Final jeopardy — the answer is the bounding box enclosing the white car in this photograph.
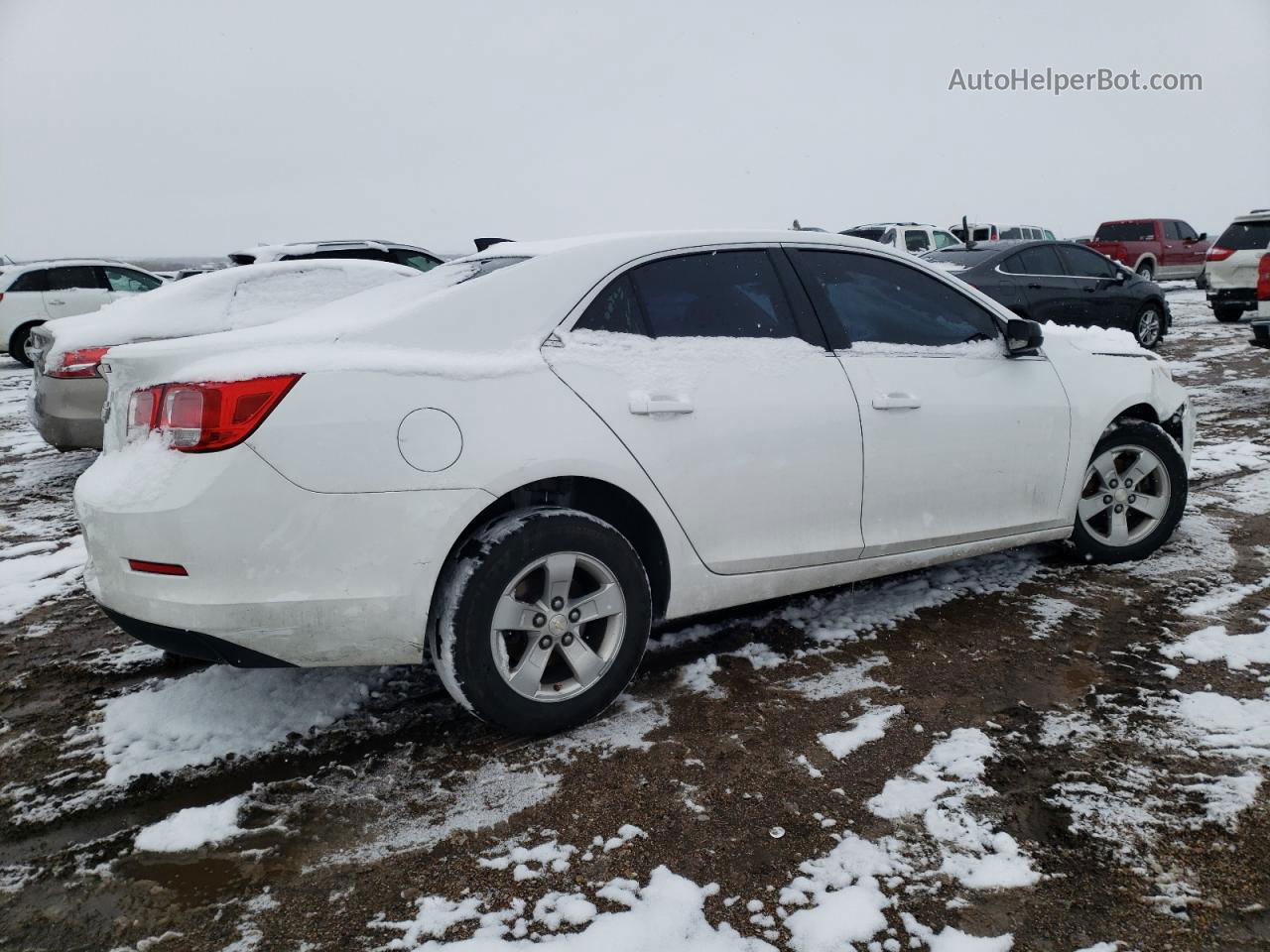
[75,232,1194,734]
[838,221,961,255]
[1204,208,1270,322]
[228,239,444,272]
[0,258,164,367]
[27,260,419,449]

==

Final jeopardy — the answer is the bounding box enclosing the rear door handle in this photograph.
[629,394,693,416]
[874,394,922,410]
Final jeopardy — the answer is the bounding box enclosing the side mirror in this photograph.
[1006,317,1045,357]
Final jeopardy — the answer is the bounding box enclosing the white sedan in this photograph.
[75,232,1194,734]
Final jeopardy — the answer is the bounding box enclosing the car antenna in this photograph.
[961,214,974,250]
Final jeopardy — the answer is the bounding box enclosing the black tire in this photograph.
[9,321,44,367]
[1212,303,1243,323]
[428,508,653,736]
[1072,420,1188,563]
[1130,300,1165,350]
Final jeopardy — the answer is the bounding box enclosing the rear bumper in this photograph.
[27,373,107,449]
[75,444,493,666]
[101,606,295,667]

---

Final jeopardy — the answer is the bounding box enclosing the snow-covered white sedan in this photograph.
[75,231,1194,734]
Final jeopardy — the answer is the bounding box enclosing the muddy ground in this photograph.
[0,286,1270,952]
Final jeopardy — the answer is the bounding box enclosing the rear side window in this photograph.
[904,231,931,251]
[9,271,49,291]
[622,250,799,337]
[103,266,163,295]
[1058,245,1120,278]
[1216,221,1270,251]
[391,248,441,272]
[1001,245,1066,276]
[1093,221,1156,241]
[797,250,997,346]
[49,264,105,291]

SET TASK:
Please rewrite everything from the line containing "ground in this photograph." down to the line containing "[49,264,105,291]", putting "wet ground" in place of "muddy ground" and leaving all else unchanged.

ANSWER TO THIS EXERCISE:
Final jeopardy — the answer is the bounding box enclosing the wet ground in this photograph.
[0,286,1270,952]
Final jeopardy — the answer is the bounding box enclosing the rear side window in this photograph.
[904,231,931,251]
[9,271,49,291]
[622,250,799,337]
[103,266,163,295]
[1058,245,1120,278]
[1216,221,1270,251]
[391,248,441,272]
[1001,245,1066,276]
[1093,221,1156,241]
[797,250,997,346]
[49,264,105,291]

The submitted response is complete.